=== STATED TASK ===
Please format the records as a numbered list, from the line that contains "Phrase: player's socks" through the last line of the records, and leave out any blank lines.
┌──
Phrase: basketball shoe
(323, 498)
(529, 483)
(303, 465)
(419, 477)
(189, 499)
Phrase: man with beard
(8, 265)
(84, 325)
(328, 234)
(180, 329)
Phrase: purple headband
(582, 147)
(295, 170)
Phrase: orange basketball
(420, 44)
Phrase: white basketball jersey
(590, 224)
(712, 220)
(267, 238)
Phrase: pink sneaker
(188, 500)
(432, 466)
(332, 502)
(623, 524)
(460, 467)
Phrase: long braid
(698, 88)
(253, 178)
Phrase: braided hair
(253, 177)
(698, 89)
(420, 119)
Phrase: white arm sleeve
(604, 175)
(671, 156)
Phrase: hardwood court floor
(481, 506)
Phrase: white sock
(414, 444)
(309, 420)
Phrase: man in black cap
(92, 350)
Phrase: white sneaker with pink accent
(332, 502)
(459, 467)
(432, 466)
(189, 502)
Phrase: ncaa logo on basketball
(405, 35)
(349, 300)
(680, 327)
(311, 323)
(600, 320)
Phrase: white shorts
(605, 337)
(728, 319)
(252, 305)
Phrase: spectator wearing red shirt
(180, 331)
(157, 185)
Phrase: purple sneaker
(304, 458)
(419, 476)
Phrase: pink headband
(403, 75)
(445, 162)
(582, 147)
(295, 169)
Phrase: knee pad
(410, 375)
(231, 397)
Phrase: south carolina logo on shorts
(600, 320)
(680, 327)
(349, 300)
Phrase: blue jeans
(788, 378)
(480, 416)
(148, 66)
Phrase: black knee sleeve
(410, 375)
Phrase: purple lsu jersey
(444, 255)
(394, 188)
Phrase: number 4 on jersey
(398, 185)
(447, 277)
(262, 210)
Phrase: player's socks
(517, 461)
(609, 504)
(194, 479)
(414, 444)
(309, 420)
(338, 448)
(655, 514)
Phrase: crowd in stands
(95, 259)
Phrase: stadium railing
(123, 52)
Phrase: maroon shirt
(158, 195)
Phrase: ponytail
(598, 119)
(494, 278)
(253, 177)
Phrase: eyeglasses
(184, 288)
└──
=== ANSWER TO THIS PROBLEM ===
1. Phrase: player's socks
2. (517, 461)
3. (609, 504)
4. (194, 479)
5. (414, 444)
6. (309, 420)
7. (338, 448)
8. (655, 514)
9. Phrase: crowd in stands
10. (95, 259)
11. Phrase: stadium railing
12. (123, 52)
13. Phrase: maroon shirt
14. (158, 195)
15. Phrase: ponytail
16. (598, 119)
17. (494, 278)
18. (253, 177)
19. Phrase: eyeglasses
20. (184, 288)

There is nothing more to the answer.